Task statement
Can you arrange all the records below as a two-column CSV with the columns request and answer, one row per request? Put each request's text and its answer in a single quoted field, with line breaks turned into spaces.

Data listing
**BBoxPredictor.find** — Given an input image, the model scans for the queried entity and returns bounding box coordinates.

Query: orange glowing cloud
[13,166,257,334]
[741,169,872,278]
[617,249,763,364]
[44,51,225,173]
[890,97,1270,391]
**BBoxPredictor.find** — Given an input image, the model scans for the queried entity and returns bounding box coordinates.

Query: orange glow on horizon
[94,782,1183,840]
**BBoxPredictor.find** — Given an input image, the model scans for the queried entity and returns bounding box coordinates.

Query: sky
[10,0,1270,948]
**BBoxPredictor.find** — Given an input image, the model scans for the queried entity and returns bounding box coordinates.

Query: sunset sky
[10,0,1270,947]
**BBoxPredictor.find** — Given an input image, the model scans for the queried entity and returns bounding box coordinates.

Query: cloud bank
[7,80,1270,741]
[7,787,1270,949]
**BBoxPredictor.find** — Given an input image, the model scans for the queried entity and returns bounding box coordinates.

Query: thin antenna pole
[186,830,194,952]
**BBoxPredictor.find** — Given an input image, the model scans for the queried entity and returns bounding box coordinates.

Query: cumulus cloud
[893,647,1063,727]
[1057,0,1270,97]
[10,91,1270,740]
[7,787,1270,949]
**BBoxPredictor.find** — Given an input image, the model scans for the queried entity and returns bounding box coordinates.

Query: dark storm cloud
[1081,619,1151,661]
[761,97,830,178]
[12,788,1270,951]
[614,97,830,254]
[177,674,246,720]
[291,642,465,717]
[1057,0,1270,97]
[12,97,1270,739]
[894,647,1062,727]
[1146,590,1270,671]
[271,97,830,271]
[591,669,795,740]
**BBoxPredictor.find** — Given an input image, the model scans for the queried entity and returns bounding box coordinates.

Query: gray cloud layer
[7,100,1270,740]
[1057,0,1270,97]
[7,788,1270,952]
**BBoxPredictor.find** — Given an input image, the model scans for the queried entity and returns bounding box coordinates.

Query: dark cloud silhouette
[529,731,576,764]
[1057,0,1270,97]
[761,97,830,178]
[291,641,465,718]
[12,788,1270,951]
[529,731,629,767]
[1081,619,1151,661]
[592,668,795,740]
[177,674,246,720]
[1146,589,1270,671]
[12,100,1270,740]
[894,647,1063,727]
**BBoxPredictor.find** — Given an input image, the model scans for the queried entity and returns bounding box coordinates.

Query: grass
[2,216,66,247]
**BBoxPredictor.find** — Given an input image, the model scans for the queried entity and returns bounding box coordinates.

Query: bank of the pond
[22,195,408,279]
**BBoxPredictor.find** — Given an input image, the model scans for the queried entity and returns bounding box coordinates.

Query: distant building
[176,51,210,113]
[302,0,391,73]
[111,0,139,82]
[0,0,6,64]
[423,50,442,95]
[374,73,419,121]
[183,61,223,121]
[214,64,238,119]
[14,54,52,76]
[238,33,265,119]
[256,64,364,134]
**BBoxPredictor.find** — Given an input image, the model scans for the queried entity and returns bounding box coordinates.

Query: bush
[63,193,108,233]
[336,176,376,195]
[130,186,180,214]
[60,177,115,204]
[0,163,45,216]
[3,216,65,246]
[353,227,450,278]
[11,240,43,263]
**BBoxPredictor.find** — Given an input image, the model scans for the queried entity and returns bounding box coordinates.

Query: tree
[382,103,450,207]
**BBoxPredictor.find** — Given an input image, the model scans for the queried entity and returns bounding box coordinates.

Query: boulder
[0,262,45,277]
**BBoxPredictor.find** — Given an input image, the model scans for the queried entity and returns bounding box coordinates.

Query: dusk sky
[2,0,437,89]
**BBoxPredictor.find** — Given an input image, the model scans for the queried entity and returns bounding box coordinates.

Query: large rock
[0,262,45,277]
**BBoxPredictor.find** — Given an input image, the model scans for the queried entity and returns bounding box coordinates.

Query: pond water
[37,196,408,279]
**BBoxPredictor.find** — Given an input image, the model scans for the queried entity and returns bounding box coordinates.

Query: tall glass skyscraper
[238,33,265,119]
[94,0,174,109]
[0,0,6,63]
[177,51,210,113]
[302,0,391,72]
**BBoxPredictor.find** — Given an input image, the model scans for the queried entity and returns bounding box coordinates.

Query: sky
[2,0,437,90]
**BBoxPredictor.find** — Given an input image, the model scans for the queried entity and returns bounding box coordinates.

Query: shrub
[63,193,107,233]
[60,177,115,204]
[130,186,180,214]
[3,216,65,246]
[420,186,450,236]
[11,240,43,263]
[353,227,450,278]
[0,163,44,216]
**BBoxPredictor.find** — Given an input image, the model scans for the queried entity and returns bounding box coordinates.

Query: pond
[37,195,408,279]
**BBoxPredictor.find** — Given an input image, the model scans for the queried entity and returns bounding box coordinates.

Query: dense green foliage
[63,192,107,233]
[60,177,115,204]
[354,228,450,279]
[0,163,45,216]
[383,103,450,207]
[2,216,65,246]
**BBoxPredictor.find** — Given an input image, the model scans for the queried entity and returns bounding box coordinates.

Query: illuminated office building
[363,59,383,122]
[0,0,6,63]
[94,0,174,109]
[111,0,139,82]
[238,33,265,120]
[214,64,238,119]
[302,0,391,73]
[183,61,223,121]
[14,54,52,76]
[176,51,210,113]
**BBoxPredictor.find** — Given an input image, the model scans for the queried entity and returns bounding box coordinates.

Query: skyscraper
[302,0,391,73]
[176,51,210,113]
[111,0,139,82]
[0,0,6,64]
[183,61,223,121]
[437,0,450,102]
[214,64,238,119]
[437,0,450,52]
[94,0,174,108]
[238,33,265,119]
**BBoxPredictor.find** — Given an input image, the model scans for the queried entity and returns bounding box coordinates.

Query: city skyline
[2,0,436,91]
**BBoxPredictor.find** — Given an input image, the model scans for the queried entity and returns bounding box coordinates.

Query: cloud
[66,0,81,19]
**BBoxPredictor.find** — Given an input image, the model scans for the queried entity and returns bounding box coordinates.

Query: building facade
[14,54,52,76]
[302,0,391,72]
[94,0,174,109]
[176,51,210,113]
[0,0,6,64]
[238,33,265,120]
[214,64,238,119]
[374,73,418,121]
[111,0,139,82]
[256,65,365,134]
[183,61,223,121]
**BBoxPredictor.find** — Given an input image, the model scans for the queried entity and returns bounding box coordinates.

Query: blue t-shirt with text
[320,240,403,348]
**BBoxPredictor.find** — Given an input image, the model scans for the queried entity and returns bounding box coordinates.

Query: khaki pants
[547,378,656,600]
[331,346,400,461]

Response for this exercise
request,answer
"**BBoxPredictor.find** — Given an input image, the model scans for the queried entity and returns bounding box coordinates. Query: orange glowing cloud","[13,166,257,334] [741,169,872,278] [617,249,763,364] [44,51,225,173] [890,97,1270,391]"
"**BBoxPredictor.find** — Given an input image, the model scans for the queried entity and returns bounding box coordinates. Query: orange glow on horizon","[94,782,1183,840]"
"**BBoxPredictor.find** — Given an input image, the model scans for the queried entity and returns bounding box coordinates. Query: sky","[10,0,1270,948]"
"**BBoxPredictor.find** — Given an input image, the model scans for the queried entity and returns bounding box coordinates. Query: sunset sky","[10,0,1270,947]"
"**BBoxPredictor.find** — Given an input image, the model scans for the queried entity and returns bounding box coordinates. Query: cloud bank","[7,80,1270,741] [7,787,1270,949]"
"**BBoxPredictor.find** — Given an input image, the model scans for the queried entity and returns bounding box coordinates. Query: thin antenna pole","[186,830,194,952]"
"**BBoxPredictor.find** — Given an input image, the model scans for the queried entity and returns bounding box coordinates. Query: cumulus cloud","[893,647,1063,727] [1057,0,1270,97] [10,91,1270,740] [7,787,1270,949]"
"**BBoxPredictor.find** — Given an input image, the model scans for the queried entity and returns bounding box coordinates. Query: dark storm cloud","[1081,619,1151,661] [761,97,830,178] [12,788,1270,951] [614,97,830,254] [177,674,246,720] [291,642,465,717] [1057,0,1270,97] [12,97,1270,739] [894,647,1062,727] [1146,590,1270,671] [271,97,830,271] [591,669,795,740]"
"**BBoxPredictor.find** — Given an input image, the model scans for the queried entity and returns bounding box coordinates. Query: gray cloud layer","[7,100,1270,740] [1057,0,1270,97] [7,788,1270,952]"
"**BBoxPredictor.find** — Given an input image, the model scans for the queried entity and returns bounding box coordinates. Query: dark cloud silhouette","[529,731,576,764] [1057,0,1270,97] [761,97,830,178] [291,641,465,718] [12,788,1270,951] [529,731,629,767] [1081,619,1151,661] [592,668,795,740] [177,674,246,720] [1146,589,1270,671] [12,100,1270,740] [894,647,1063,727]"
"**BBoxPredictor.find** — Given an input image, the model scans for the queried entity and returns bounding box coordinates. Query: grass","[2,216,66,247]"
"**BBoxPredictor.find** — Given an input image, the model scans for the queried entity and returns bounding box coordinates. Query: bank of the pond","[22,195,408,279]"
"**BBoxPredictor.find** — Given an input image, the model scans for the queried entity and returns bounding box coordinates. Query: distant building","[176,51,210,113] [302,0,391,73] [111,0,139,82] [0,0,6,64] [423,50,442,95] [374,73,419,121] [183,61,223,121] [214,64,238,119] [14,54,52,76] [238,33,265,119] [256,64,364,134]"
"**BBoxPredictor.find** — Given an input image, the model scans for the queried entity and returns bounding box coordinates. Query: bush","[63,193,108,233] [336,176,376,195] [130,186,180,214] [60,177,115,204] [0,163,45,216] [3,216,65,246] [353,227,450,278] [11,240,43,263]"
"**BBoxPredictor.find** — Given an input image, the model scans for the queried entity and returns bounding box coordinates. Query: tree","[382,103,450,207]"
"**BBoxPredictor.find** — Given an input image, the model scans for the queried entity and returns bounding box coordinates. Query: boulder","[0,262,45,277]"
"**BBoxPredictor.find** — Given an input image, the model scans for the queried entity and returns bounding box coordinates. Query: dusk sky","[2,0,437,89]"
"**BBoxPredictor.find** — Given an input image, the model scans for the queried entity and returns bounding box coordinates. Query: large rock","[0,262,45,277]"
"**BBoxPredictor.find** — Given an input image, the model scans for the queried entity and returns bounding box coordinates. Query: pond water","[37,196,408,279]"
"**BBoxPredictor.find** — Given an input image, the model scans for the queried entity and returns bounding box coordinates. Query: tall glass skyscraper","[238,33,265,119] [94,0,174,109] [0,0,6,63] [177,51,210,113] [302,0,391,72]"
"**BBoxPredictor.find** — Given an input image, the model scans for the queried entity and returns bounding box coordinates. Query: sky","[2,0,437,90]"
"**BBoxPredictor.find** — Given an input image, the model scans for the queried entity and returns bounding box coordinates. Query: shrub","[63,193,107,233] [60,177,115,204] [130,186,180,214] [3,216,65,246] [420,186,450,236] [11,240,43,263] [353,227,450,278] [0,163,44,216]"
"**BBoxPredictor.find** — Given an input image, the model scans for the queried entity and returns bounding box coordinates. Query: pond","[37,195,408,279]"
"**BBoxPredictor.find** — Given an input image, the model scans for the queried entity and returns bounding box coordinates. Query: dense green foliage","[63,192,107,233] [60,177,115,204] [354,228,450,279] [0,163,45,216] [383,103,450,207] [2,216,65,246]"
"**BBoxPredictor.find** — Given an input image, the model scans for the queried entity and returns bounding box coordinates. Query: illuminated office building","[363,59,383,122] [0,0,6,63] [94,0,174,109] [111,0,139,82] [238,33,265,120] [214,64,238,119] [302,0,391,73] [183,61,223,121] [14,54,52,76] [176,51,210,113]"
"**BBoxPredictor.find** — Given an input image, the model scans for the queried entity and returns bounding box coordinates. Query: skyscraper","[302,0,391,73] [176,51,210,113] [111,0,139,82] [0,0,6,64] [183,61,223,121] [437,0,450,102] [214,64,238,119] [437,0,450,52] [94,0,174,108] [238,33,265,119]"
"**BBoxPredictor.find** — Given an input image, the model scans for the queried entity and returns bounding box coordinates. Query: city skyline","[2,0,436,91]"
"**BBoxPredictor.find** — Given an input image, the model scans for the queried entity and returns bounding box coordinates. Query: cloud","[66,0,81,19]"
"**BBoxPredictor.find** — Given an input image, the model scans for the queried entity and returns bounding box coordinates. Query: building facade","[14,54,52,76] [302,0,391,72] [94,0,174,109] [176,51,210,113] [0,0,6,64] [238,33,265,120] [214,64,238,119] [374,73,418,121] [111,0,139,82] [256,65,365,134] [183,61,223,121]"
"**BBoxPredictor.find** — Given an input image, the model scans for the queried entity and returns bounding box coordinates. Query: blue t-shirt with text","[320,240,403,348]"
"**BBoxPredictor.find** — Given an input image, the model scans for the queried entity and returns bounding box coordinates. Query: khaki pants","[547,378,656,600] [331,346,400,461]"